== Task ==
Reproduce the data below word for word, keeping every line as it is.

+--

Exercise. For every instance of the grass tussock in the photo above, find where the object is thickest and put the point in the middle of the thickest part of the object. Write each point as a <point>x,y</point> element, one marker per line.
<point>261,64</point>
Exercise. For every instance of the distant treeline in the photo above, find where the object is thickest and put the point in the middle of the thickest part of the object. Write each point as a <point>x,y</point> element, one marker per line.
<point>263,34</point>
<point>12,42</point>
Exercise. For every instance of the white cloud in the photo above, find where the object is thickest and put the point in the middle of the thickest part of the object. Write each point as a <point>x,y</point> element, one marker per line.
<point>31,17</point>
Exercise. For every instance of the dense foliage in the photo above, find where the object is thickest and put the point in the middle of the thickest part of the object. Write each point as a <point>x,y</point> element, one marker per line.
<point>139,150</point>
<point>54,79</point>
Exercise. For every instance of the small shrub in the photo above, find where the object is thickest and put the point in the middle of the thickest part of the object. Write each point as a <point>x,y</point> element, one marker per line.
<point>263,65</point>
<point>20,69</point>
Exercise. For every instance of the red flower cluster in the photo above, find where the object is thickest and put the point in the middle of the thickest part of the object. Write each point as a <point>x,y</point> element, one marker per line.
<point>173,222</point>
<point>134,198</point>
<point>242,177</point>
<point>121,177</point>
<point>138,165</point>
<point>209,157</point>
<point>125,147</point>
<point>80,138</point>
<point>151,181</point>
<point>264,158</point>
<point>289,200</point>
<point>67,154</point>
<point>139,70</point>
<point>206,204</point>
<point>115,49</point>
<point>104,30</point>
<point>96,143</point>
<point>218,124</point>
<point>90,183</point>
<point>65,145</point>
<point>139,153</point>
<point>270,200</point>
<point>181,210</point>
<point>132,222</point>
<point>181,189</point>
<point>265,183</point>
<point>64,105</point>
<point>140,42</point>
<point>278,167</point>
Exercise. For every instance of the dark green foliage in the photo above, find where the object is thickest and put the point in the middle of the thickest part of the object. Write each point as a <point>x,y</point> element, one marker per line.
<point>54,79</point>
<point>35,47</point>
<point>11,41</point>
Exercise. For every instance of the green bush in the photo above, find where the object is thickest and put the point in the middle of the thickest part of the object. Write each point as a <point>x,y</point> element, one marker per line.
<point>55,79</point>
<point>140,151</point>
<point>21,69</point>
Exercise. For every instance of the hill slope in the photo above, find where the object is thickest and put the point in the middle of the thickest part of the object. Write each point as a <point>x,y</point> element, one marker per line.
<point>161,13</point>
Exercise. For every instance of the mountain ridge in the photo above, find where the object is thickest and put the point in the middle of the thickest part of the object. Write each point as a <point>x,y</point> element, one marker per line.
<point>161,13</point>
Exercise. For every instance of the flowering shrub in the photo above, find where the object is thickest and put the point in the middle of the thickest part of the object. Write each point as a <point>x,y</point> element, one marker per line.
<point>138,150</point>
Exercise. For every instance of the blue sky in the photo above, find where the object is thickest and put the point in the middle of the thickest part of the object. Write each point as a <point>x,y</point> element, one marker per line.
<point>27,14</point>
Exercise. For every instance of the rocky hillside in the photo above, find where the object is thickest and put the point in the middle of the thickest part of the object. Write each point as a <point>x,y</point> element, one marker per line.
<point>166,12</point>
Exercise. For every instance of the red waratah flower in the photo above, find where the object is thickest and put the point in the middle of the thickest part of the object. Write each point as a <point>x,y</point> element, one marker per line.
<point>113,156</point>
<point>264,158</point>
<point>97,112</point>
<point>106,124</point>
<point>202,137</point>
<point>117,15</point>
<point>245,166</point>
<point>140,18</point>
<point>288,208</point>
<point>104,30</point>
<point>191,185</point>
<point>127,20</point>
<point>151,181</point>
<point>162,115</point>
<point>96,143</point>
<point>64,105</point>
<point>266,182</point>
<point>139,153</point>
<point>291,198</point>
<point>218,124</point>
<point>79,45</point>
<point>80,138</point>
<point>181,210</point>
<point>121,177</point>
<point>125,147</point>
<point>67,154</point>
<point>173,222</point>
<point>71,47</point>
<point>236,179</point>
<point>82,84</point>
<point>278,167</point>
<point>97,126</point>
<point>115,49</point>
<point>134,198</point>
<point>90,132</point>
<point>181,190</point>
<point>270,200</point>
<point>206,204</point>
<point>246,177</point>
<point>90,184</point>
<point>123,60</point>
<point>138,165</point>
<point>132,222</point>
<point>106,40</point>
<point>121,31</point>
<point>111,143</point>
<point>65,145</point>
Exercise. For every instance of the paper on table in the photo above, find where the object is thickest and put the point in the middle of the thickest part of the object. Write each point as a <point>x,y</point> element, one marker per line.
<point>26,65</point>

+--

== Expected answer ==
Exercise. For every instance of the grass tussock in the photo above, find where the object is thickest and put the point in the middle of the thickest part of the object. Write each point as a <point>x,y</point> element, one marker per line.
<point>261,64</point>
Exercise. For every instance of the distant treeline in the photo above, find where the object is thickest and put the point in the middle of the thickest part of the object. Write each point as a <point>x,y</point> element, one marker per line.
<point>263,34</point>
<point>12,42</point>
Exercise. For every instance of the white cloud in the photo above, find where the object is thickest and put the point in the middle of the thickest part of the object. Write each point as a <point>x,y</point> element, one marker per line.
<point>31,17</point>
Exercise. For every instance of the dense foliage in the photo above, find where the object is thickest and put the point in the middle of the thickest part of the object. Write each point as a <point>x,y</point> element, one marker per line.
<point>139,150</point>
<point>54,79</point>
Exercise. For every instance of the small shrub in the photo above, find where the object is thickest and put the point in the middle of the thickest part of the object. Write each point as a <point>x,y</point> element, one marker per line.
<point>263,65</point>
<point>20,69</point>
Exercise. For every instance of the red flower cluster in the photo above, find where the object is thickest and put the point in the middle of the thickest part of the object. Write each point as a <point>x,y</point> element, one marker per line.
<point>173,222</point>
<point>134,198</point>
<point>242,177</point>
<point>121,177</point>
<point>138,165</point>
<point>209,157</point>
<point>125,147</point>
<point>80,138</point>
<point>151,181</point>
<point>264,158</point>
<point>289,200</point>
<point>67,154</point>
<point>139,70</point>
<point>206,204</point>
<point>115,49</point>
<point>104,30</point>
<point>96,143</point>
<point>218,124</point>
<point>90,183</point>
<point>65,145</point>
<point>139,153</point>
<point>270,200</point>
<point>181,210</point>
<point>132,222</point>
<point>181,189</point>
<point>265,183</point>
<point>64,105</point>
<point>140,42</point>
<point>278,167</point>
Exercise. For every instance of the dark green foliage in the photo above, find where the object is thickest and put the point in the middle of the thickest part of the object. Write each point as a <point>x,y</point> element, one marker per line.
<point>54,79</point>
<point>35,47</point>
<point>11,41</point>
Exercise. For every instance of the green bush in the photo above, find where the object is thickest and put the point in the middle of the thickest part of the object. Write each point as a <point>x,y</point> element, one marker per line.
<point>55,79</point>
<point>140,151</point>
<point>21,69</point>
Exercise. For every instance of the hill slope in the photo above, find where the object is thickest and put the point in the middle of the thickest part of the object. Write each point as a <point>x,y</point> element, one marker per line.
<point>161,13</point>
Exercise. For every instance of the mountain ridge in the photo above, find where the object is thickest and put the point in the middle of the thickest part of the object. Write each point as a <point>x,y</point> element, one marker per line.
<point>161,13</point>
Exercise. For every instance of the flowering shrub in the photo above, find where the object is thickest and put the point in the middle of the thickest part of the object. Write each point as a <point>x,y</point> element, one marker per line.
<point>138,150</point>
Exercise. For every instance of the blue sky in the photo above, find where the object is thickest and put the point in the middle of the thickest part of the object. Write each point as a <point>x,y</point> element, one marker per line.
<point>27,14</point>
Exercise. For every instance of the rocky hillside in the photo above, find where the object is thickest and put the point in the middle of the thickest part of the object. Write each point as a <point>x,y</point> element, one marker per line.
<point>166,12</point>
Exercise. For every instance of the red waratah flower in the photo above, find where the object is thickest and put the point in the middle of the thickest part of the object. Write each point as a <point>x,y</point> element, one marker per line.
<point>113,156</point>
<point>264,158</point>
<point>97,112</point>
<point>106,124</point>
<point>202,137</point>
<point>117,15</point>
<point>245,166</point>
<point>140,18</point>
<point>288,208</point>
<point>104,30</point>
<point>191,185</point>
<point>127,20</point>
<point>151,181</point>
<point>162,115</point>
<point>96,143</point>
<point>64,105</point>
<point>266,182</point>
<point>139,153</point>
<point>291,198</point>
<point>218,124</point>
<point>79,45</point>
<point>80,138</point>
<point>181,210</point>
<point>121,177</point>
<point>125,147</point>
<point>67,154</point>
<point>173,222</point>
<point>71,47</point>
<point>236,179</point>
<point>82,84</point>
<point>278,167</point>
<point>97,126</point>
<point>115,49</point>
<point>134,198</point>
<point>90,132</point>
<point>181,190</point>
<point>270,200</point>
<point>206,204</point>
<point>246,177</point>
<point>90,184</point>
<point>123,60</point>
<point>138,165</point>
<point>132,222</point>
<point>106,40</point>
<point>121,31</point>
<point>111,143</point>
<point>65,145</point>
Exercise. For every instance of the paper on table in the photo above, find where the object is thickest and put the point in the middle of the thickest part of the object. Write each point as a <point>x,y</point> element, one marker per line.
<point>26,65</point>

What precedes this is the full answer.